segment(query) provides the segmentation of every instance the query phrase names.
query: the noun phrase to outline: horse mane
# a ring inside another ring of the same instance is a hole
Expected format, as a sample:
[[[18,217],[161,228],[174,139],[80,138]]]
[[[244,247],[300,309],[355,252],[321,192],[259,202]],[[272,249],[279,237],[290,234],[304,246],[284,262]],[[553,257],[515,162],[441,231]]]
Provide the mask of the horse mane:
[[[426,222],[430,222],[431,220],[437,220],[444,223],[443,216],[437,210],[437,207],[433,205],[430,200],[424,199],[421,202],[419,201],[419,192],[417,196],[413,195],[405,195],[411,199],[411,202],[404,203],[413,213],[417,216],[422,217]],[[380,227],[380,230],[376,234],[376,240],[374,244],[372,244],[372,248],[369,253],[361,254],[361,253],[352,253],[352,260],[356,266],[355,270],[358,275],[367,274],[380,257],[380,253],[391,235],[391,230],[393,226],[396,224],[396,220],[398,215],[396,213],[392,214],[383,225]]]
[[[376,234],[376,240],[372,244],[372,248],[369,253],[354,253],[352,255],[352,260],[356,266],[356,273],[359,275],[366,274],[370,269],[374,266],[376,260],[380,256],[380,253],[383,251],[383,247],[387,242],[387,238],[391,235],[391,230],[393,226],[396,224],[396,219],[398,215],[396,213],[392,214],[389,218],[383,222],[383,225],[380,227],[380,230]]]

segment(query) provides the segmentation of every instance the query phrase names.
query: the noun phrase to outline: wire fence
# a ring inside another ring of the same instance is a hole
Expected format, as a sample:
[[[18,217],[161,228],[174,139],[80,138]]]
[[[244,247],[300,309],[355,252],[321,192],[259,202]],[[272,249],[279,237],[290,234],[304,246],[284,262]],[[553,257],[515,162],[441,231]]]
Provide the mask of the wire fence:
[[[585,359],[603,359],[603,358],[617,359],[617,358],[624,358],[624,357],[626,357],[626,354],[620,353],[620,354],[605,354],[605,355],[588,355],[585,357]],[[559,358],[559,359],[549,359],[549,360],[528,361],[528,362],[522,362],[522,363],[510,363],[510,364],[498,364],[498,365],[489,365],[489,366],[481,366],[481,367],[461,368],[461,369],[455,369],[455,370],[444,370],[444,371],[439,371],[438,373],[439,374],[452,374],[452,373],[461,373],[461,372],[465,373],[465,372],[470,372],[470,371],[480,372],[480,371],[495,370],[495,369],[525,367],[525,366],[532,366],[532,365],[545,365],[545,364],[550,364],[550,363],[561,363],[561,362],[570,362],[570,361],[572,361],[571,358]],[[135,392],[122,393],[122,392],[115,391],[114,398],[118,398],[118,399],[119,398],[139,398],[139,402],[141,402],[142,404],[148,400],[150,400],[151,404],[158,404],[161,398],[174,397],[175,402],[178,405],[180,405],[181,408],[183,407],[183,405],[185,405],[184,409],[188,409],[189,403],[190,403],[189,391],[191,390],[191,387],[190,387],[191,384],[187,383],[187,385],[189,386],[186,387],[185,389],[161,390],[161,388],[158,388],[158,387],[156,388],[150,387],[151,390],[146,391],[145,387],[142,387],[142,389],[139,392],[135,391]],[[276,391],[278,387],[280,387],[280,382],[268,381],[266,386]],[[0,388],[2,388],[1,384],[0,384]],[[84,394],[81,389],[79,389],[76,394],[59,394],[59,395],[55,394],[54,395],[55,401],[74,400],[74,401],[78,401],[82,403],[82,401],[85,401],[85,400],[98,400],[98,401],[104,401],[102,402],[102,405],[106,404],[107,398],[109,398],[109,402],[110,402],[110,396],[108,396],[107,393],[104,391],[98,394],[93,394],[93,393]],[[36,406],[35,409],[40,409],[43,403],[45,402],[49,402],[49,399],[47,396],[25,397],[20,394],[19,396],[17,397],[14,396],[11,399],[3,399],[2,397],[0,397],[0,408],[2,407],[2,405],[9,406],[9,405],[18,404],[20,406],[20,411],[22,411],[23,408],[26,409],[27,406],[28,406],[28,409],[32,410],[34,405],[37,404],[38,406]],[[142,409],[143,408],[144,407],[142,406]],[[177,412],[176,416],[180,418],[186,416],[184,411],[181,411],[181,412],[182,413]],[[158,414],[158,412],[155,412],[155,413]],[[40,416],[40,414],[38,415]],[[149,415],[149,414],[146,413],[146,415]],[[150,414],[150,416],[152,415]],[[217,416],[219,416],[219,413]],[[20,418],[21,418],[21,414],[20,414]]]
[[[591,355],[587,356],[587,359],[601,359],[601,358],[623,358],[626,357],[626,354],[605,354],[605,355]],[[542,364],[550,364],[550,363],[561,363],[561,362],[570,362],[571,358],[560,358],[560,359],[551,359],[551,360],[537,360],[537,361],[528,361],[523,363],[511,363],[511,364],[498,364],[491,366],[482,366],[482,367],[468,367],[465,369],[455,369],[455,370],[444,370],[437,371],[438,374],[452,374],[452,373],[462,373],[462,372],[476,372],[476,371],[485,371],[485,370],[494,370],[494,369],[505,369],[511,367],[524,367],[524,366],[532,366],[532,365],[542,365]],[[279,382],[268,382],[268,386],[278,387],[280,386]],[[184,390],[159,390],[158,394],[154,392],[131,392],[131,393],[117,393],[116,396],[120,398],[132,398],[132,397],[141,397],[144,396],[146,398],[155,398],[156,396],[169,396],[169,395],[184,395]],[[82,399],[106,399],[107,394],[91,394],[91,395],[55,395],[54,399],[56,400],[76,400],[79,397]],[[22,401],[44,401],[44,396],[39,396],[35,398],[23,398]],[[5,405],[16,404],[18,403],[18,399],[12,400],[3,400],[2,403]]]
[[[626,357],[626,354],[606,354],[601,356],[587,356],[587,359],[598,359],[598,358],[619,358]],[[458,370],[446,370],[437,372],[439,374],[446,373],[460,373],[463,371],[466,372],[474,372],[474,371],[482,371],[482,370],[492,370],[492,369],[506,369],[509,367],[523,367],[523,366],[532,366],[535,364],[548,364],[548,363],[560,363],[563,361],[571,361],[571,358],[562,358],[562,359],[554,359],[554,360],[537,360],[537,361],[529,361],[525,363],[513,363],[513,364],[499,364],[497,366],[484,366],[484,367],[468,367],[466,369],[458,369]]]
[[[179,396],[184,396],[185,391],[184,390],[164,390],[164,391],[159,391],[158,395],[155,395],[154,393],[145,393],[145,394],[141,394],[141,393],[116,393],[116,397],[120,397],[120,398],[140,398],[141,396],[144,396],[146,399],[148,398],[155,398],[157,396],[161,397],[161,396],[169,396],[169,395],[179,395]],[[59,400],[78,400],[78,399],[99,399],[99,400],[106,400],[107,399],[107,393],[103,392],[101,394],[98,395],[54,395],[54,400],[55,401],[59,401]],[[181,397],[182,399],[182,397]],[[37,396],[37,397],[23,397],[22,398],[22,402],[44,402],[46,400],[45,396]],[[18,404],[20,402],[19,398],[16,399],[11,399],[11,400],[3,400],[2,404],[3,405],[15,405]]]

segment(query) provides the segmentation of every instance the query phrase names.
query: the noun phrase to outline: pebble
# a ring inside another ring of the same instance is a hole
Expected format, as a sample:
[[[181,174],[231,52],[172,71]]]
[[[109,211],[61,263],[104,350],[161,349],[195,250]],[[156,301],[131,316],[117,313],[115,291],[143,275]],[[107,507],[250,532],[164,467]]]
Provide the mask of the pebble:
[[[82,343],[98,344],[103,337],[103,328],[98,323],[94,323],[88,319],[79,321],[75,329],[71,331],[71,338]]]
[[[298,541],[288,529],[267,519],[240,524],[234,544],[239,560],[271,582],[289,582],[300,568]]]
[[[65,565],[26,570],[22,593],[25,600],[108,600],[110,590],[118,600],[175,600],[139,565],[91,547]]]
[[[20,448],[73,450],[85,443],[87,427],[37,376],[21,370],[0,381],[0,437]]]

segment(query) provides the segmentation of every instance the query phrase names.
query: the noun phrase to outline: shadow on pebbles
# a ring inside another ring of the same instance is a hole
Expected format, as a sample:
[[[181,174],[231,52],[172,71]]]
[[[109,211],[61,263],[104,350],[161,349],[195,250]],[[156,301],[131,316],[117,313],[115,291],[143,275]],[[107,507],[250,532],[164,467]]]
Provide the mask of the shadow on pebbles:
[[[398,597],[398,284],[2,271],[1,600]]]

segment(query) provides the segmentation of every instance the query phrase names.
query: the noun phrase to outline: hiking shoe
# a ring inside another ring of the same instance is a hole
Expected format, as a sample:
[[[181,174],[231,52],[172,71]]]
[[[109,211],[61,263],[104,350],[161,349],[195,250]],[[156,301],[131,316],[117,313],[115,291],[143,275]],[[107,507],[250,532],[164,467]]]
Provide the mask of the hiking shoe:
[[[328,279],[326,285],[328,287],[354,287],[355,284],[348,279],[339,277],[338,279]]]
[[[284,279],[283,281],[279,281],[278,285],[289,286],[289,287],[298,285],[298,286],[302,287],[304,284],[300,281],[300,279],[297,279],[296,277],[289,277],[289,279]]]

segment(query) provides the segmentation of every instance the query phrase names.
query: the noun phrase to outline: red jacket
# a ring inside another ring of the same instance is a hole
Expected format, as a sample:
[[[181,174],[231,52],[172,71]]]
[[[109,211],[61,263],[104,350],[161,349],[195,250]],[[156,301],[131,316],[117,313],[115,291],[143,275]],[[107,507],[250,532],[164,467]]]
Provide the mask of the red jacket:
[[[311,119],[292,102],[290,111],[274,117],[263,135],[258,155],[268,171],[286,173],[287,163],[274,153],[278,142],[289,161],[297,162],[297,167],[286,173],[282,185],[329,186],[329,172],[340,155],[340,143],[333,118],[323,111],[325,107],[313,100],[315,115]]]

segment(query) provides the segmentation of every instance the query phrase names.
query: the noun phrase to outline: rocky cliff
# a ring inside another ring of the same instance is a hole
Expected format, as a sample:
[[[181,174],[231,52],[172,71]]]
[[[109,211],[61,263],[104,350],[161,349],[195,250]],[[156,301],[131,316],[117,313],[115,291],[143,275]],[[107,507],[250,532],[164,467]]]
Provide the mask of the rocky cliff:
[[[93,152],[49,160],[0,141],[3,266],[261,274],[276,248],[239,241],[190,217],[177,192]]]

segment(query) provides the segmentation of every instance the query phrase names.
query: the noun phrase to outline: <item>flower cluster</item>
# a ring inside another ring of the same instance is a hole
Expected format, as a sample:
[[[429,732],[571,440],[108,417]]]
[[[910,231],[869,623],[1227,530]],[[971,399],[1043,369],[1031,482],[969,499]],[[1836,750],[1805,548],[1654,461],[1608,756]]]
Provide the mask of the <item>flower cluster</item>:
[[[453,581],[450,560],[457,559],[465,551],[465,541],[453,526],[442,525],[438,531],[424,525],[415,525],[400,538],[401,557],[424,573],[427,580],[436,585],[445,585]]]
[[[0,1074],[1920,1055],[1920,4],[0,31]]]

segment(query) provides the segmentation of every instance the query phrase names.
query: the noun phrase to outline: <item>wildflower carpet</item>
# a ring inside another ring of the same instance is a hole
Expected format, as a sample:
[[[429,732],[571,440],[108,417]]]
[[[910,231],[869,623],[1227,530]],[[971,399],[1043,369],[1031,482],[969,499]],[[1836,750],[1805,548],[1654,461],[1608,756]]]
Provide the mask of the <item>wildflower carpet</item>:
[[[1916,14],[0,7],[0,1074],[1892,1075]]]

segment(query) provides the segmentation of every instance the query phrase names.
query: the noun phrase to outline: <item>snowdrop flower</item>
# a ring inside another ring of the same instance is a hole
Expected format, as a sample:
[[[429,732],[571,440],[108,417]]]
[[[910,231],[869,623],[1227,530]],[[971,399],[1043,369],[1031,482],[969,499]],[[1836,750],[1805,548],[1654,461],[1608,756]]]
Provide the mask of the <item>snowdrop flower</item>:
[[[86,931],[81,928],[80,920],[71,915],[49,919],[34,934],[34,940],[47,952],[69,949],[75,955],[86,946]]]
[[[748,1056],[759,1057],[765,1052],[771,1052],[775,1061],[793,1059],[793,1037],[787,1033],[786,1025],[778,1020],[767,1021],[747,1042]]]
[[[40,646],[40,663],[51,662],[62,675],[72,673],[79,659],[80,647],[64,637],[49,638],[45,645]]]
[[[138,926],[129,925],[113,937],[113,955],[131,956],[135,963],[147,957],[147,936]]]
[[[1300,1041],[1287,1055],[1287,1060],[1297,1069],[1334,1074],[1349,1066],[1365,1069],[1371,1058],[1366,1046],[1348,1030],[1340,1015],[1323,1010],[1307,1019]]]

# Work order
Beginning at the line that contains "Provide the mask of the <item>flower" and ending at the last line above, copy each line without any change.

# Response
Provide the mask of the <item>flower cluster</item>:
[[[453,581],[450,560],[457,559],[465,551],[465,541],[453,526],[442,525],[438,531],[424,525],[415,525],[400,538],[401,557],[424,573],[427,580],[436,585],[445,585]]]
[[[0,1074],[1920,1055],[1920,4],[0,31]]]

segment(query) provides the segmentation of every instance the query phrase names.
query: the noun phrase to outline: <item>wildflower carpet</item>
# a ring inside another ring of the same instance is a hole
Expected format, as a sample:
[[[429,732],[571,440],[108,417]]]
[[[910,231],[869,623],[1227,530]],[[971,399],[1043,369],[1031,482],[969,499]],[[1836,750],[1805,548],[1654,461],[1608,756]]]
Provide the mask of the <item>wildflower carpet</item>:
[[[1916,14],[0,7],[0,1074],[1892,1075]]]

segment(query) provides the segmentation of every instance the query phrase names.
query: the noun phrase to outline: <item>snowdrop flower</item>
# a ring inside another ring of the same instance is a hole
Expected format, as a sample:
[[[429,732],[571,440],[108,417]]]
[[[910,231],[869,623],[1227,530]],[[971,399],[1043,369],[1031,482],[969,499]],[[1836,750],[1805,548],[1654,461],[1608,756]]]
Provide the mask of the <item>snowdrop flower</item>:
[[[86,931],[81,928],[80,920],[71,915],[49,919],[34,934],[34,940],[47,952],[69,949],[75,955],[86,946]]]
[[[748,1056],[759,1057],[765,1052],[771,1052],[775,1061],[793,1059],[793,1037],[787,1033],[786,1025],[778,1020],[767,1021],[747,1042]]]
[[[40,646],[40,663],[51,662],[62,675],[72,673],[79,659],[80,647],[64,637],[49,638],[45,645]]]
[[[138,926],[129,925],[113,937],[113,955],[131,956],[135,963],[147,957],[147,936]]]
[[[1300,1041],[1287,1055],[1287,1060],[1297,1069],[1334,1074],[1349,1066],[1365,1069],[1371,1058],[1366,1046],[1348,1030],[1340,1015],[1323,1010],[1307,1019]]]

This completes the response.